Provided data —
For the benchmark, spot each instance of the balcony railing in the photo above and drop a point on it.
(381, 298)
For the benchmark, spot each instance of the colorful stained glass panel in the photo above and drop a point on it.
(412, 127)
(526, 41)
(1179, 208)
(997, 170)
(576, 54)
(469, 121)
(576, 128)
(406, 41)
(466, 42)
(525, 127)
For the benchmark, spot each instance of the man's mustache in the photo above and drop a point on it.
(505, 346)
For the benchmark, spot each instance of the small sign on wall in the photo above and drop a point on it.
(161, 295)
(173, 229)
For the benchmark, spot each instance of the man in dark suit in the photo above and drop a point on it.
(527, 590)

Your goal — Copy the records above word for word, starting at the line that contains "For the benchmark, spot each instance of the colorful" and ending with the last line of the records.

Correct response —
For the benchmark, spot each instance of the colorful stained glass panel in the photo above and drop a point on it.
(412, 127)
(526, 41)
(1179, 208)
(997, 170)
(576, 54)
(469, 121)
(576, 128)
(406, 41)
(466, 42)
(525, 127)
For the benchmark, spot each instance of the man's mustache in the photo above and drop a point on it.
(505, 346)
For the benchmark, spot each instance of the small sign on wall in the photo above and drop a point on it.
(161, 295)
(173, 229)
For the benchmark, spot each instance of the man in dark suit in the photo above and drop a point on it.
(527, 590)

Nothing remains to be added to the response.